> _TRY IT_: Update the text on computer-generated secrets by writing out everything from "The following is" down to "want to st." again, with "father" changed to "mother".

> _DOCUMENT EXTRACT_:

*** Begin section ***

The Digital Syria project intervenes by introducing the method of hypermediated reading, an attempt to synergize post-colonial theory’s attention to cultural representation with an expansion of postmodern deconstruction that critically reveals the constructedness of representations within digital media. Using Digital Syria’s case studies as references, I will demonstrate how hypermediated reading can begin the work of decolonizing digital texts as well as identify the ways in which hypermediacy—a constructed awareness of a medium’s presence—can be used for ethical design by making mediators and bodies within digital texts more visible.

astto to me wor and wother

Jason Zeh, University of Kansas and the Kansas City Art Institute

This performance is part of a series of works that employ text generated by a recurrent neural network. For these works, I collected thousands of secrets from internet forums and used that data set to train a machine learning algorithm. Using this data, the computer generated its own secrets. In the resulting text, the speaker seems to be grappling with issues about identity and selfhood. In performance, I deliver these computer-generated secrets in a way that gives the illusion of vulnerability while actually erecting walls that prevent openness. 

The work deals with intimacy, confession, and identity by delivering text that seems to indicate that the speaker is making some admission about their gender identity or sexual orientation. However, the content of the speech becomes progressively more and more unclear over the course of the piece until it becomes virtually impossible for the performer to accurately deliver it. 

This performance combines live speech and live-collaged, voice, recordings into poetic confessions and cyborg utterances. 

The following is a selection of computer generated text used in this body of works: 

I'm not sure I can be him and I don't want to be happy to her and I can be high and starting to stay with my father and make me feel like I can be a long but on the family. I am so thengs and I can't see it.

All I'm a straight to me. I don't know what to do anything and I can stop this and they always seen and I don't know what I do not to be hard 

I could help him to something to see him a bot and they always had a boyfriend. I wanted to but I can't stop him. I didn't know what I'm a secretly and I don't want to start the same time. I've been an asshole. I didn't want to st. 

I'm a sister to me and I'm a lot of the single. I'm so servonse and I don't know what to be a bad of my life. I don't want to be about them. and I don't know what to do anything. I still let me feel the sexusl of the same single one of my life 

and I can't have a second sexuol things and I don't know what they are not to be a bad and I don't want to be able to stop. 

See: Video demonstrating an early version "astto to me wor and wother"

A New Word

FC Zuke, University of Kansas

A New Word presents viewers with a seemingly simple question. Participants must respond through one of several computer interfaces, one word at a time. As each user submits words, their word is added to a book in front of them and the books of all other users. Typed words are converted to speech in real time, keystrokes are translated to organ,voice, and bell sounds, and music is generated according to the responses of visitors. A New Word allows for individuals to express their beliefs while a highly responsive system translates their input into a complex musical orchestration that blurs the sacred with the secular.

*** End section ***

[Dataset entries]
*** Begin section ***

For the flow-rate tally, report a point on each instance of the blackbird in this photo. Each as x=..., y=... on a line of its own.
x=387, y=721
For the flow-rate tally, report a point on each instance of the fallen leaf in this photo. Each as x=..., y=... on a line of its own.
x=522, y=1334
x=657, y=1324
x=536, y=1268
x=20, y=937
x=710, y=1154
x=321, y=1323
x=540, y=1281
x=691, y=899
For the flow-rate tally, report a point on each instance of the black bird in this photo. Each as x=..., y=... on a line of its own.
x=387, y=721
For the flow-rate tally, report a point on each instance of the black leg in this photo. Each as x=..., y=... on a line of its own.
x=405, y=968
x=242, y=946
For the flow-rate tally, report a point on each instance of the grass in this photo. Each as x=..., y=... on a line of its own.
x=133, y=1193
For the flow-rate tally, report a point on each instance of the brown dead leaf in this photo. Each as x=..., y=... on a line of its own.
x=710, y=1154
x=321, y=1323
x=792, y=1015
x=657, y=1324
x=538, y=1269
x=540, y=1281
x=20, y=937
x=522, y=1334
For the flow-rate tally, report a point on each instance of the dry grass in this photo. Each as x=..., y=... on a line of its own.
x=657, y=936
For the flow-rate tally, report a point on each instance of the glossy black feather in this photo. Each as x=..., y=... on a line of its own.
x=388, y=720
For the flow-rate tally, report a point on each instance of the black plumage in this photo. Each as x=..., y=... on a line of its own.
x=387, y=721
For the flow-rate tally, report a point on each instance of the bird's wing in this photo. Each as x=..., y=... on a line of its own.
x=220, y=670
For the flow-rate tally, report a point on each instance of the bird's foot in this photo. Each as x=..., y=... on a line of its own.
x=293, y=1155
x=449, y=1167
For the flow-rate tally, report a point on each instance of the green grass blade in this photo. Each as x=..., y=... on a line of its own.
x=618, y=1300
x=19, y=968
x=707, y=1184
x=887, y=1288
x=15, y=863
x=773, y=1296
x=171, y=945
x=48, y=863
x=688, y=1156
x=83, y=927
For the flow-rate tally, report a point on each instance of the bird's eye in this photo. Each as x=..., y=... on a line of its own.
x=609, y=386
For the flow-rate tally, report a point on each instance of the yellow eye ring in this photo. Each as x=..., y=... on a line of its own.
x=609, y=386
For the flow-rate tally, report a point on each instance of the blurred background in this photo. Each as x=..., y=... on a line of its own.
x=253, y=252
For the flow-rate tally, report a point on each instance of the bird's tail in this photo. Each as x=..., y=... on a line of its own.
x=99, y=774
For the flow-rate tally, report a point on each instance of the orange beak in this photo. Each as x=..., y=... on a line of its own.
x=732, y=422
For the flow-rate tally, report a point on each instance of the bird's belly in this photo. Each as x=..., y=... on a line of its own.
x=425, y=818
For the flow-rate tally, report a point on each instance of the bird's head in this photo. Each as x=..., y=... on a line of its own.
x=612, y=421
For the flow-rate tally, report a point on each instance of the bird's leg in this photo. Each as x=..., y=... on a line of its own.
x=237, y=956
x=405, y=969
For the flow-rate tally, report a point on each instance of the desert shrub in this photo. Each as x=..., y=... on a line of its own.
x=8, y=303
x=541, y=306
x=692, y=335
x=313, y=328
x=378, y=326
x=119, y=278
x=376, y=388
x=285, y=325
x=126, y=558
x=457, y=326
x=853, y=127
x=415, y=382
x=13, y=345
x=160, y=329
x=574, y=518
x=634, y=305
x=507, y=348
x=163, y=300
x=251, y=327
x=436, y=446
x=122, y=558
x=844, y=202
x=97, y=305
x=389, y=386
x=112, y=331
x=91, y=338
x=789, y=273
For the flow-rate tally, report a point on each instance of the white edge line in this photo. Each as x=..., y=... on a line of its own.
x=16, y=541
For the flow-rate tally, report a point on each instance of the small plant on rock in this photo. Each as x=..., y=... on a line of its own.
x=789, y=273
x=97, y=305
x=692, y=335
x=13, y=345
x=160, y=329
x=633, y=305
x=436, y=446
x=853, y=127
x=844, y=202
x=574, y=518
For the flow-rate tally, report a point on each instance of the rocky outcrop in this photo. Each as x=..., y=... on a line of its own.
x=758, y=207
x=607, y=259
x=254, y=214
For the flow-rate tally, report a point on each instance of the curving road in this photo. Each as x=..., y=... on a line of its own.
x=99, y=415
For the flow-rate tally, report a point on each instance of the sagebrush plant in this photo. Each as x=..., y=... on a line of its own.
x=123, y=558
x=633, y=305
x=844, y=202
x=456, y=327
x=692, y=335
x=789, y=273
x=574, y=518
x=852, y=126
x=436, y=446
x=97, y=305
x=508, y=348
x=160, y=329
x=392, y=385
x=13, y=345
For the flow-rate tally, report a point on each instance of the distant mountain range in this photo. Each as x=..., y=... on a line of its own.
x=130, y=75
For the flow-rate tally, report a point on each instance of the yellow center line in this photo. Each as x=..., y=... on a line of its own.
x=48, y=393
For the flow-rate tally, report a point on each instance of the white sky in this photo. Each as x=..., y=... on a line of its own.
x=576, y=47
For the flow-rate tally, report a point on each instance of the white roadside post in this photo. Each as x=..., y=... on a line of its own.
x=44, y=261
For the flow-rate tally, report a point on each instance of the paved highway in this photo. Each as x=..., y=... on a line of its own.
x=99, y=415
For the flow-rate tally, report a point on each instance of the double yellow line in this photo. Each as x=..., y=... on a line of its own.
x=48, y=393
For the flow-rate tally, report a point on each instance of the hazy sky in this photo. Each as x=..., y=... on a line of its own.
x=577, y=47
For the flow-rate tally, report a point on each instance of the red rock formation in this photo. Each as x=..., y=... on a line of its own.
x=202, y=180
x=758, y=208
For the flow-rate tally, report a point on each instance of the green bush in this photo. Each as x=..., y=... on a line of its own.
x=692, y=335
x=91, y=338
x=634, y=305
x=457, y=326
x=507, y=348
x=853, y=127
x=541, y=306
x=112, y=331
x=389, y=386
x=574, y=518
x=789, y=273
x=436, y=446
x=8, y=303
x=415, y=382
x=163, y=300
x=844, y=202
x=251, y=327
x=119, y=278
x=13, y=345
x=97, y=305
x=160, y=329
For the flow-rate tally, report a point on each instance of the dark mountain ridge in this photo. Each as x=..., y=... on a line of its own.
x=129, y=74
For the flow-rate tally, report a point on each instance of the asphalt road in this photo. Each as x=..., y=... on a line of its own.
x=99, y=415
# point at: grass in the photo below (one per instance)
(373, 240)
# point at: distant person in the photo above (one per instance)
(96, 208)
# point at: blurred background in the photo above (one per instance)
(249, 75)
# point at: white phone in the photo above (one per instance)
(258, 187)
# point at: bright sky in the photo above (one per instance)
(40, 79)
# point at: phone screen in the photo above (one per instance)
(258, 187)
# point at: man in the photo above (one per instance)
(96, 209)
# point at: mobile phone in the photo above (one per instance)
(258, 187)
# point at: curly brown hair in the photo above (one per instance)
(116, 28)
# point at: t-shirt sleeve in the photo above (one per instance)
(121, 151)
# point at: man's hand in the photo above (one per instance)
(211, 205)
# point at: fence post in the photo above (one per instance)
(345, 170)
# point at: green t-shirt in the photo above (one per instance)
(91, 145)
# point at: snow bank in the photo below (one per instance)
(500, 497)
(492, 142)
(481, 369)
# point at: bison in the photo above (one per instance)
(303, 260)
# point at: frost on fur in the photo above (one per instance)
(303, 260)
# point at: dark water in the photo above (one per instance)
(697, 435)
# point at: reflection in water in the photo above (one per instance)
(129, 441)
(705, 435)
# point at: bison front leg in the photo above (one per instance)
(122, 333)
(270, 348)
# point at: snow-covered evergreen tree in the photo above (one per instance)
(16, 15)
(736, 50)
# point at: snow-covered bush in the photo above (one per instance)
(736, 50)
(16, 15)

*** End section ***

> _YOUR SOLUTION_:
The following is a selection of computer generated text used in this body of works: 

I'm not sure I can be him and I don't want to be happy to her and I can be high and starting to stay with my mother and make me feel like I can be a long but on the family. I am so thengs and I can't see it.

All I'm a straight to me. I don't know what to do anything and I can stop this and they always seen and I don't know what I do not to be hard 

I could help him to something to see him a bot and they always had a boyfriend. I wanted to but I can't stop him. I didn't know what I'm a secretly and I don't want to start the same time. I've been an asshole. I didn't want to st.